Pointing records
________________
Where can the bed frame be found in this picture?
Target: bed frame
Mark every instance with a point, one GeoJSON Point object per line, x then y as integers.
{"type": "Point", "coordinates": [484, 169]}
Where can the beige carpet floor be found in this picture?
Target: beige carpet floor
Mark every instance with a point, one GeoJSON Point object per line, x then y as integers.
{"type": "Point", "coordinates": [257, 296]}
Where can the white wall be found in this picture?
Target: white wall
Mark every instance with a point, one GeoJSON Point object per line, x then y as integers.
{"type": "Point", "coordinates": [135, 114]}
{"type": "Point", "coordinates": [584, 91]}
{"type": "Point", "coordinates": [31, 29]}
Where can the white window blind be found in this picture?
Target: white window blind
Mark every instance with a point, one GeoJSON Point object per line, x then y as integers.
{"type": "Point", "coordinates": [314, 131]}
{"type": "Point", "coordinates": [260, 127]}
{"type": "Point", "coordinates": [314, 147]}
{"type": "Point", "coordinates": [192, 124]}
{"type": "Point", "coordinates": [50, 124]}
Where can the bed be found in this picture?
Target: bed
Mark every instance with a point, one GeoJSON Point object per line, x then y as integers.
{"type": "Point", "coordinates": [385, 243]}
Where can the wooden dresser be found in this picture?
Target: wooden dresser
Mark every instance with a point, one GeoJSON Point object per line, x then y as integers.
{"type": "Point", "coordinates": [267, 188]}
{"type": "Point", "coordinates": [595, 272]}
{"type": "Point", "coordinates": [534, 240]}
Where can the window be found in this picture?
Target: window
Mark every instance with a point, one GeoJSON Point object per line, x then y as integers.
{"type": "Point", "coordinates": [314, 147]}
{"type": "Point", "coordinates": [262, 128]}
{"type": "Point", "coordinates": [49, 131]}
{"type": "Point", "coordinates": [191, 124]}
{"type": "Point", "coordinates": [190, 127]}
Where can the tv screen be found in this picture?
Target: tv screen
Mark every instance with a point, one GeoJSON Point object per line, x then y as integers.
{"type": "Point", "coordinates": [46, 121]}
________________
• Stated task:
Take the entries above and transcribe them in full.

• The reply:
Where can the bed frame be found in this picture?
Target: bed frame
Mark every instance with a point, one GeoJSON Point object per line, x then y as integers.
{"type": "Point", "coordinates": [484, 169]}
Where can the beige carpet floor be found in this picture?
Target: beige carpet floor
Mark every instance with a point, one GeoJSON Point object per line, x then y as integers.
{"type": "Point", "coordinates": [257, 296]}
Where can the white wall be found in this picture?
Target: white wall
Mark every instance with a point, one GeoJSON Point object per line, x then y as integers.
{"type": "Point", "coordinates": [135, 114]}
{"type": "Point", "coordinates": [584, 91]}
{"type": "Point", "coordinates": [31, 29]}
Where can the white window blind be found in this picture?
Target: white window blind
Mark every instance with a point, one GeoJSON Point object per line, x then y as integers.
{"type": "Point", "coordinates": [314, 131]}
{"type": "Point", "coordinates": [260, 127]}
{"type": "Point", "coordinates": [314, 147]}
{"type": "Point", "coordinates": [192, 124]}
{"type": "Point", "coordinates": [50, 124]}
Where can the bed be found in this picture?
Target: bed
Mark every instance with a point, one GeoJSON Point object per line, x then y as integers.
{"type": "Point", "coordinates": [385, 243]}
Where can the wooden dresser be found in this picture?
Target: wooden dresser
Mark every instance with a point, one GeoJSON Point object per line, x then y as integers.
{"type": "Point", "coordinates": [267, 188]}
{"type": "Point", "coordinates": [595, 272]}
{"type": "Point", "coordinates": [534, 240]}
Where can the window be found in this picture?
Target: window
Mark every instance with a point, one GeoJSON Point object per line, x then y as integers.
{"type": "Point", "coordinates": [314, 147]}
{"type": "Point", "coordinates": [262, 128]}
{"type": "Point", "coordinates": [49, 131]}
{"type": "Point", "coordinates": [191, 124]}
{"type": "Point", "coordinates": [190, 127]}
Where can the tv screen be found in this picture?
Target: tv screen
Mark every instance with a point, one GeoJSON Point object per line, x then y as integers.
{"type": "Point", "coordinates": [46, 121]}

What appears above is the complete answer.